* _Testo da leggere_
-.-.-
Rifuggiamo paragoni estremi e poco pertinenti, facciamo sempre chiarezza tanto nel chiacchiericcio quotidiano quanto nell’informazione ma non imbavagliavamo il nostro immaginario quando questo viene toccato da un evento attuale che sembra fare rima con un passato terribile. Ignorare, ad esempio, la drammatica epifania che ha inondato il nostro sguardo davanti all’esplosione di Beirut, pochi giorni fa, sarebbe un’ impresa sciocca e poco rispettosa nei confronti di noi stessi.
La luce accecante e quell’enorme fungo mortale hanno aperto uno squarcio nel nostro immaginario, attingendo ai suoi cassetti più profondi, spazi colmi di ricordi e immagini che, adagiati sul suo fondo e sigillati da anni, col tempo credevamo avremmo dimenticato.
Le tragiche immagini di Beirut ci hanno ricordato che quei cassetti sono ancora tutti lì e le dichiarazioni del governatore del paese e di Don Renato Sacco, prete della diocesi di Novara e coordinatore nazionale di Pax Christi, sembrano confermare una sensazione che è ben lungi da accomunare soltanto pochi individui.
Come dichiarato da più voci, le immagini che nei giorni scorrevano sotto i nostri occhi si sono susseguite in un tono drammaticamente evocativo, riproponendo uno scenario spaventoso: un’ esplosione nucleare futura che avrebbe una dimensione infinitamente più grande rispetto a quella di Hiroshima e Nagasaki, i disastri cui quel fungo nel cielo libanese sembrava tanto assomigliare.
Come già puntualizzato qualche paragrafo fa, i paragoni azzardati non mi sono mai piaciuti. Quanto è successo a Beirut non ha nulla che fare con i disastri atomici del secolo scorso ma è impossibile, guardando verso un’esplosione di quella portata, non rabbrividire e non volgere il nostro pensiero all’urgenza di una svolta nel dibattito sul disarmo nucleare, soprattutto quando questa urgenza si sente sia in casa nostra che in tutto il mondo, influendo anche sul tempo che ci separa dalla “Mezzanotte Globale”.
Ma andiamo con ordine.
La preoccupazione principale che si erge dall’ Italia sorge in virtù del fatto che il nostro paese non ha ancora aderito al Trattato sul bando totale delle armi nucleari, approvato all’ONU il 7 luglio 2017.
Come continua Don Renato Sacco, il giorno dopo la catastrofica esplosione in Libano e alla vigilia del 75° anniversario delle bombe di Hiroshima e Nagasaki, l’appello della Conferenza episcopale italiana che esorta il governo a firmare il trattato è una richiesta tutt’altro che poco pertinente con quanto è accaduto in Libano.
-.-.-
* _Dati raccolti_
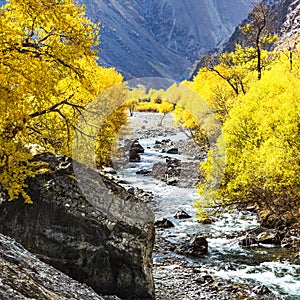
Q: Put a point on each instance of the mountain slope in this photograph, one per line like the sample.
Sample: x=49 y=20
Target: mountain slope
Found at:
x=162 y=37
x=144 y=38
x=285 y=23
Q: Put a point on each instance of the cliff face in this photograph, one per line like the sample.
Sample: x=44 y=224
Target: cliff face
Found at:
x=148 y=38
x=161 y=38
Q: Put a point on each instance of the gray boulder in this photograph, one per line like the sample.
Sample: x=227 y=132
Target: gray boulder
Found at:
x=86 y=226
x=23 y=276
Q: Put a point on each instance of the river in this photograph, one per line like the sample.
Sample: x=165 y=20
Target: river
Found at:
x=270 y=266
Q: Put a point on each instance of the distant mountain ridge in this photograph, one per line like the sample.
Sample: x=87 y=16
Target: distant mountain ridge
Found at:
x=162 y=38
x=285 y=23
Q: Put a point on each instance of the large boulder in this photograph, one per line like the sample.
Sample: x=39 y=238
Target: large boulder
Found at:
x=23 y=276
x=86 y=226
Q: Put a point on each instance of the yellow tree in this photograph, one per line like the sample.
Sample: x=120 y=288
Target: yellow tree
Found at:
x=48 y=73
x=262 y=147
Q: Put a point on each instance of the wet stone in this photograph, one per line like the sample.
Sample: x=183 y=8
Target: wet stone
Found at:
x=164 y=223
x=181 y=214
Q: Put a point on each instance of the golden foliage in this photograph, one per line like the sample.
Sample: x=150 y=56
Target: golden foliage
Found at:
x=48 y=73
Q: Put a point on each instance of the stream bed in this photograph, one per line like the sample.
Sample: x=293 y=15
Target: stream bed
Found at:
x=241 y=272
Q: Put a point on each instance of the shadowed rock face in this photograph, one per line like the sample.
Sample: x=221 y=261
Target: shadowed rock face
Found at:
x=285 y=22
x=146 y=38
x=86 y=226
x=23 y=276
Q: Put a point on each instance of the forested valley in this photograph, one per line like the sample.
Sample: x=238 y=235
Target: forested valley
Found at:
x=240 y=115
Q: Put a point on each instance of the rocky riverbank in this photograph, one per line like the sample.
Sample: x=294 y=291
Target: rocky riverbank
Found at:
x=177 y=275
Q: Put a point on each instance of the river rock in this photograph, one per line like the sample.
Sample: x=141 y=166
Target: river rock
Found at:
x=143 y=172
x=137 y=147
x=181 y=214
x=248 y=240
x=197 y=246
x=134 y=156
x=164 y=223
x=109 y=170
x=172 y=151
x=261 y=290
x=24 y=276
x=86 y=226
x=270 y=236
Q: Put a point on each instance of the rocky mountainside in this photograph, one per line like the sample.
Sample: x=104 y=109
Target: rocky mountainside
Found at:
x=162 y=38
x=285 y=16
x=151 y=38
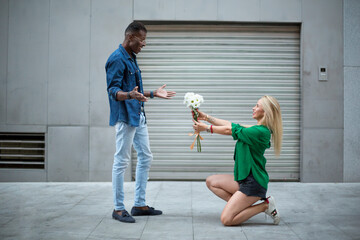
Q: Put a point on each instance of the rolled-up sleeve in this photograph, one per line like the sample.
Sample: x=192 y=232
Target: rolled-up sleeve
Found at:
x=114 y=78
x=243 y=134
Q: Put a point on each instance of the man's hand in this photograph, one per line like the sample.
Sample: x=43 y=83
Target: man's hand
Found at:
x=162 y=93
x=134 y=94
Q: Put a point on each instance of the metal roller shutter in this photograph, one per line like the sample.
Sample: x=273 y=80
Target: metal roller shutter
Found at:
x=232 y=66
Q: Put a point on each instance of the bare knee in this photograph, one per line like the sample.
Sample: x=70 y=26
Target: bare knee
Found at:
x=227 y=220
x=210 y=181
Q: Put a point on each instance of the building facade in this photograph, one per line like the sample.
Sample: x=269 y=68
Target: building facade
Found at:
x=53 y=100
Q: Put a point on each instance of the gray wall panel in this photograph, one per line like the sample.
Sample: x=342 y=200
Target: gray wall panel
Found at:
x=351 y=33
x=68 y=154
x=322 y=158
x=27 y=62
x=102 y=149
x=4 y=24
x=322 y=44
x=280 y=10
x=69 y=62
x=351 y=125
x=239 y=10
x=196 y=10
x=154 y=9
x=351 y=90
x=108 y=24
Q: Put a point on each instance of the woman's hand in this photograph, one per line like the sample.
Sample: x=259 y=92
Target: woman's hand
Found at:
x=202 y=115
x=134 y=94
x=199 y=126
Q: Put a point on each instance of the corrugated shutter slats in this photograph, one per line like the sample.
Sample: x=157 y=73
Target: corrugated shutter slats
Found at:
x=232 y=66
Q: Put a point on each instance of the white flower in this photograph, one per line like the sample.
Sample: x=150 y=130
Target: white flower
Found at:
x=193 y=100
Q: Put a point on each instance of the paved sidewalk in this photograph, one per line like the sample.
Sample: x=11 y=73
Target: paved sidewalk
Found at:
x=191 y=211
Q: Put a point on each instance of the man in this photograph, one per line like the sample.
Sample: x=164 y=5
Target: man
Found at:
x=126 y=98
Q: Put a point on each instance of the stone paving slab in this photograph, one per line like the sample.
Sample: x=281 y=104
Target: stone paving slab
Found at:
x=191 y=212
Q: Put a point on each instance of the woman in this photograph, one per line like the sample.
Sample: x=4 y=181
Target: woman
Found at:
x=249 y=182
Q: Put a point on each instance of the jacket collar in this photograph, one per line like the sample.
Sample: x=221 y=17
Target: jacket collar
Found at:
x=122 y=49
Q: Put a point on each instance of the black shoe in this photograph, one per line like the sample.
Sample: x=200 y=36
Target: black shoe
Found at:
x=150 y=211
x=124 y=217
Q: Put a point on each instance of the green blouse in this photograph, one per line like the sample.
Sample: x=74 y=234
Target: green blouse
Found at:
x=249 y=152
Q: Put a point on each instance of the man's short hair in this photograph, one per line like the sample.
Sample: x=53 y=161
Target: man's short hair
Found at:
x=135 y=27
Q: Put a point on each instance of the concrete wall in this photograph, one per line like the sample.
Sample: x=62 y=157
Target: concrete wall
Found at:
x=351 y=90
x=52 y=56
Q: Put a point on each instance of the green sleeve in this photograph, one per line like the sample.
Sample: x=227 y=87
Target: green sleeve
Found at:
x=249 y=136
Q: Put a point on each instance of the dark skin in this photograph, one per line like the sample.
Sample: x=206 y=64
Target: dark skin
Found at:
x=133 y=43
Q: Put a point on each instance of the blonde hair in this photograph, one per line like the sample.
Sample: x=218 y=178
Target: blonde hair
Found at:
x=272 y=120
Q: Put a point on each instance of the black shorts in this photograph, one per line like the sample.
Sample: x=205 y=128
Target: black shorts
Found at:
x=250 y=187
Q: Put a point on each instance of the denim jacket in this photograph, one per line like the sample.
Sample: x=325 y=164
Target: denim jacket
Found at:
x=123 y=74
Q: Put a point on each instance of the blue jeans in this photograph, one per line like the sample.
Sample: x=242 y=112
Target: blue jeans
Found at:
x=126 y=136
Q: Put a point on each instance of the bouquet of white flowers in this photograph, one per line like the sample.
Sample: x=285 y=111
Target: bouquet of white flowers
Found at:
x=193 y=101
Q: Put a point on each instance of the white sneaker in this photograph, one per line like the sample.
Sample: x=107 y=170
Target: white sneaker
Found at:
x=271 y=211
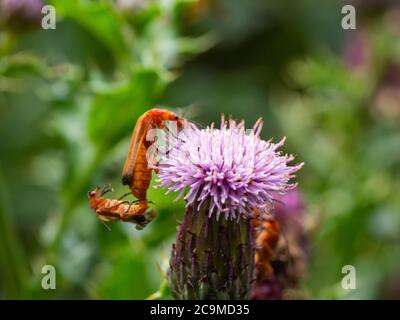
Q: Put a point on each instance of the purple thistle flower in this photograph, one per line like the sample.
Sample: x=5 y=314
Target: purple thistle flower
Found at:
x=229 y=169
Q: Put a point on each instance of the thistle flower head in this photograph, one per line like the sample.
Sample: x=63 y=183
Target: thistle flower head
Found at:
x=230 y=169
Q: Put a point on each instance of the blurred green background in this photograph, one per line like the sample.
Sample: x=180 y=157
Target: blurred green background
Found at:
x=70 y=97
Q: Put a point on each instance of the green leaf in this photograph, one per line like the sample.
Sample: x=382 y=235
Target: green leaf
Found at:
x=114 y=111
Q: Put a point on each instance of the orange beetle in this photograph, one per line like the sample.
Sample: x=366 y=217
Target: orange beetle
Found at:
x=267 y=231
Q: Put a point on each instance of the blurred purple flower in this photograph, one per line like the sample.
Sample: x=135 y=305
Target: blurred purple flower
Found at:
x=233 y=170
x=289 y=207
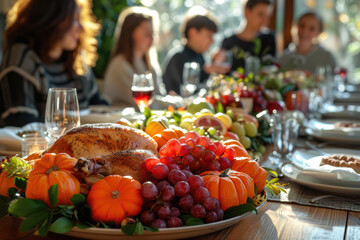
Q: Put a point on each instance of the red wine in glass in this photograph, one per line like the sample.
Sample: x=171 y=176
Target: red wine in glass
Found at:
x=142 y=95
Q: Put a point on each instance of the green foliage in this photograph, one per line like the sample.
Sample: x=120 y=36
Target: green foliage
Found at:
x=106 y=12
x=16 y=166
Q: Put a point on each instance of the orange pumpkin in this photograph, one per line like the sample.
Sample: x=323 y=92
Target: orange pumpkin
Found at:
x=253 y=169
x=115 y=198
x=49 y=170
x=6 y=183
x=154 y=127
x=227 y=187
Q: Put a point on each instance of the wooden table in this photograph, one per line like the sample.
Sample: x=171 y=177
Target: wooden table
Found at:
x=274 y=221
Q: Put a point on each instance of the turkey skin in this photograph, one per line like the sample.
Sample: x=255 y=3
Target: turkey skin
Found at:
x=93 y=140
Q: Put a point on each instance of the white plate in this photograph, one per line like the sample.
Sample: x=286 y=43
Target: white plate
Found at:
x=11 y=142
x=167 y=233
x=352 y=140
x=103 y=114
x=295 y=175
x=346 y=97
x=308 y=162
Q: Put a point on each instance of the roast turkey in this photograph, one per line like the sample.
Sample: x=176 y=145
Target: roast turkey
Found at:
x=129 y=162
x=93 y=140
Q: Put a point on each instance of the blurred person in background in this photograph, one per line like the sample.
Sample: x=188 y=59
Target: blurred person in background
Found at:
x=254 y=39
x=306 y=53
x=198 y=30
x=132 y=54
x=47 y=44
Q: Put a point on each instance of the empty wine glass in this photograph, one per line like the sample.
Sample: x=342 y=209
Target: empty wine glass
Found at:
x=191 y=79
x=142 y=89
x=62 y=111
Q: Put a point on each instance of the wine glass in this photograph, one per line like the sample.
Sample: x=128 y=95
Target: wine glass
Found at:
x=142 y=89
x=62 y=111
x=191 y=79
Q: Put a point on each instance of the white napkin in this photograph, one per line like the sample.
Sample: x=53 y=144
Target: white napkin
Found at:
x=9 y=140
x=310 y=165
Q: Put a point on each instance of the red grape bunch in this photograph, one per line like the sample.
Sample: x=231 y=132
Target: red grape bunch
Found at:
x=197 y=154
x=174 y=192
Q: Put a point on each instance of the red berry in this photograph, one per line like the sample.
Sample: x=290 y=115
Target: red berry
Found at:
x=212 y=147
x=220 y=148
x=151 y=162
x=214 y=166
x=167 y=193
x=203 y=141
x=198 y=211
x=209 y=156
x=195 y=182
x=167 y=160
x=190 y=142
x=192 y=135
x=149 y=190
x=184 y=150
x=182 y=188
x=229 y=153
x=176 y=175
x=173 y=146
x=186 y=202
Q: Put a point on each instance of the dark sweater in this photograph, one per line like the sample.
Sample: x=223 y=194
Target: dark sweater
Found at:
x=174 y=64
x=25 y=81
x=263 y=45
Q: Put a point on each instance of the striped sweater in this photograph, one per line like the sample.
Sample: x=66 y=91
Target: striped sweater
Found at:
x=25 y=81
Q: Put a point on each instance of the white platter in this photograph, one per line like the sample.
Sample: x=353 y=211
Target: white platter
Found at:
x=167 y=233
x=295 y=175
-.-.-
* _Cosa fare_
1) Riassumi in due frasi il testo sull'esplosione di Beirut.
2) Nel testo sull'esplosione di Beirut, riscrivi il passo che va da "Rifuggiamo paragoni estremi" fino a "credevamo avremmo dimenticato." compreso, mettendo "nube" al posto di "fungo".

* _Risposte nell'ordine_
1) L'esplosione di Beirut non ha nulla a che fare con i disastri atomici del secolo scorso, ma la sua luce accecante e il suo enorme fungo hanno riportato alla mente le immagini di Hiroshima e Nagasaki. Da qui nasce l'urgenza di una svolta nel dibattito sul disarmo nucleare, anche perché l'Italia non ha ancora aderito al Trattato sul bando totale delle armi nucleari, approvato all'ONU il 7 luglio 2017.

2)
Rifuggiamo paragoni estremi e poco pertinenti, facciamo sempre chiarezza tanto nel chiacchiericcio quotidiano quanto nell’informazione ma non imbavagliavamo il nostro immaginario quando questo viene toccato da un evento attuale che sembra fare rima con un passato terribile. Ignorare, ad esempio, la drammatica epifania che ha inondato il nostro sguardo davanti all’esplosione di Beirut, pochi giorni fa, sarebbe un’ impresa sciocca e poco rispettosa nei confronti di noi stessi.
La luce accecante e quell’enorme nube mortale hanno aperto uno squarcio nel nostro immaginario, attingendo ai suoi cassetti più profondi, spazi colmi di ricordi e immagini che, adagiati sul suo fondo e sigillati da anni, col tempo credevamo avremmo dimenticato.